Pointing dataset excerpts
* * * *
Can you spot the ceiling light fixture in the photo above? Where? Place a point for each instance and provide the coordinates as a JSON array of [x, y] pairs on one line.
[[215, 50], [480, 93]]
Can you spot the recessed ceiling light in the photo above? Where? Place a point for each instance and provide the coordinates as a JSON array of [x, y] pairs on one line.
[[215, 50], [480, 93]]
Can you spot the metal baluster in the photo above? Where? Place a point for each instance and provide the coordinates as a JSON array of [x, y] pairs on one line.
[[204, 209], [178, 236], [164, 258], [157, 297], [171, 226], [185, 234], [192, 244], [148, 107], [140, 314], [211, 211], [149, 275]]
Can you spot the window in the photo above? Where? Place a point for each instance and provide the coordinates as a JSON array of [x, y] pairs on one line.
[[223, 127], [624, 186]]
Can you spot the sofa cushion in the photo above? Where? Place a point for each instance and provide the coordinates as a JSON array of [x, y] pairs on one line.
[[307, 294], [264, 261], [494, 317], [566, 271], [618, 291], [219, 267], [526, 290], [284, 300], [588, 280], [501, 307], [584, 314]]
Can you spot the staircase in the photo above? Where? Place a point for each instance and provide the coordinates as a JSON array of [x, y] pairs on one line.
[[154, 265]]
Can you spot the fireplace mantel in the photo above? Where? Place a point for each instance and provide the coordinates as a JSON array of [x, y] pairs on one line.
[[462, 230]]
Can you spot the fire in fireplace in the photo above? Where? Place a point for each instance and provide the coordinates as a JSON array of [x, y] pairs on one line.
* * * *
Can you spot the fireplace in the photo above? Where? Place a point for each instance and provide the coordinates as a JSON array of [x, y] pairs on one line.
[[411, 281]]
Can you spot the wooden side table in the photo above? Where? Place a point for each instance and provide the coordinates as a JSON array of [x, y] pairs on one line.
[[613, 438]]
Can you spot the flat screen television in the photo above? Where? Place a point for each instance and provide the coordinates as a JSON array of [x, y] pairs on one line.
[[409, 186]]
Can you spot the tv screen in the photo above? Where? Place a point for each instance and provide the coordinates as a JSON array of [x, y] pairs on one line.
* * * *
Rewrite the stretch of the listing from the line containing "Can you spot the wooden" through the line containing "Can you spot the tv", swapping "Place" for "Mark" and leaving everything else unchanged.

Output of the exercise:
Can you spot the wooden side table in the photo above? Where? Mark a point for each instance and provide the coordinates as a JSON array of [x, y] pairs on one line.
[[613, 438]]
Can you spot the flat screen television in the photo above? Where? Mark a point for each instance and provide the coordinates as a JSON array of [x, y] pairs on one line.
[[409, 186]]
Can you spot the tv screen in the photo above? Where? Mark a point for each instance and provide the coordinates as a JSON array of [x, y] pairs on one line.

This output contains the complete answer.